* EXERCISE A:
Answer these questions from the People v. Rosica opinion below, one per line:
(i) Which court rendered the judgment under appeal, and on what date?
(ii) Who gave the police consent to search the trailer?
(iii) According to the defense witnesses, what did the numerical amounts on the paper represent?
* EXERCISE B:
In the People v. Rosica opinion below, why did the prosecution introduce the paper found in defendant's wallet? Answer in one to three sentences.
* EXERCISE C:
Pick up the People v. Rosica opinion below where it stops, and keep writing.

* PASSAGE SHOWN:
/---
People v. Rosica

Casey, J.

Appeal from a judgment of the County Court of Tompkins County (Friedlander, J.), rendered July 26, 1990, upon a verdict convicting defendant of the crimes of criminal sale of a *774controlled substance in the first degree, criminal possession of a controlled substance in the first degree, attempted criminal possession of a controlled substance in the first degree and conspiracy in the second degree.

Defendant’s convictions stemmed from his operation of a cocaine distribution ring in Tompkins County. Incriminating evidence against defendant was provided by several accomplices, who were themselves apprehended on drug charges and given leniency in exchange for their cooperation with the authorities. Some of the accomplices were equipped with body wires, and their conversations with defendant in regard to the distribution and sale of cocaine were recorded and played to the jury at trial. Other evidence was obtained from a trailer owned by the woman with whom defendant was having an affair. She gave her consent for police to search her trailer, opened a safe and turned over a wallet belonging to defendant which was contained therein. The wallet contained a paper with initials and numerical amounts, which was introduced by the prosecution to show that the amounts on the paper represented drug debts owed to defendant by the person whose initials appeared on the paper. On its case the defense called witnesses who testified that the numerical amounts represented legitimate loans that defendant had made to them for purposes unrelated to drugs.
\---
* DATA EXTRACT:
/---
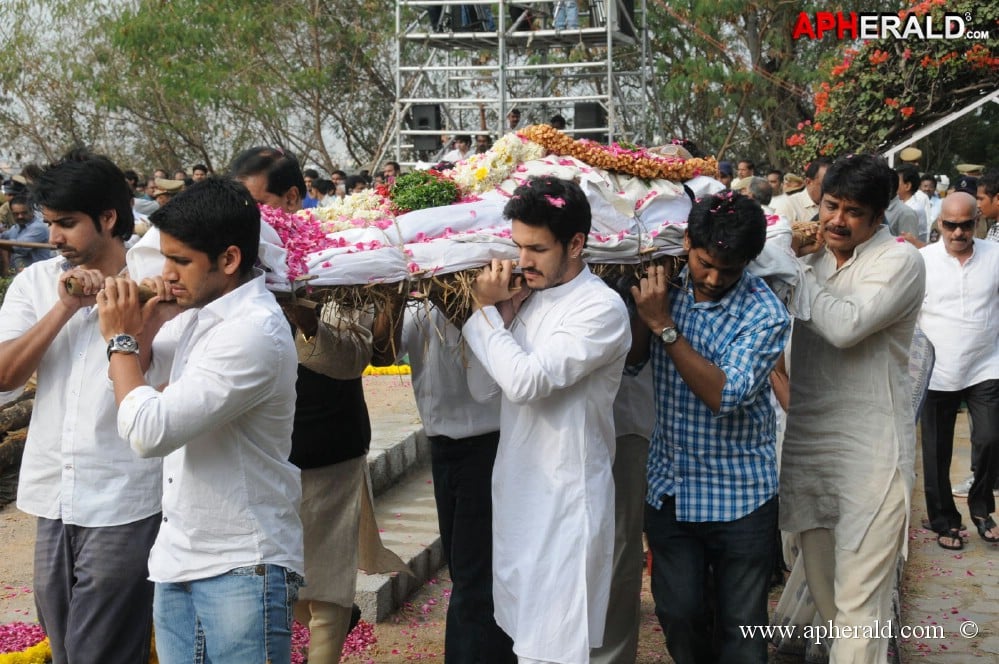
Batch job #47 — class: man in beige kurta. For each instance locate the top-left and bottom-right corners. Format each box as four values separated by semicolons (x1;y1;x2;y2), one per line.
780;155;925;664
\---
* EXPECTED OUTPUT A:
(i) The County Court of Tompkins County, on July 26, 1990.
(ii) The woman who owned the trailer, with whom defendant was having an affair.
(iii) Legitimate loans that defendant had made to them for purposes unrelated to drugs.

* EXPECTED OUTPUT B:
The prosecution introduced the paper to show that its numerical amounts represented drug debts. Those debts were owed to defendant by the person whose initials appeared on the paper.

* EXPECTED OUTPUT C:
On his appeal, defendant urges that the paper from his wallet was impermissibly admitted against him at trial. According to defendant, the consent to open the safe should be considered void because the woman had been subjected to psychological pressure to give her consent. We disagree with this argument. Whether such consent is voluntary is based on all the relevant circumstances (see, People v Gonzalez, 39 NY2d 122), and the circumstances surrounding the consent here support a determination of voluntariness (see, People v Walton, 144 AD2d 180, lv denied 73 NY2d 897).

Defendant’s next argument involves the failure of County Court to charge the jury that circumstantial evidence must exclude to a moral certainty every hypothesis except defendant’s guilt. Such charge need not be given where, as here, the evidence offered is both direct and circumstantial (see, People v Barnes, 50 NY2d 375, 380-381). The evidence given here by defendant’s accomplices is direct evidence (see, People v McDermott, 185 AD2d 384, lv denied 80 NY2d 906).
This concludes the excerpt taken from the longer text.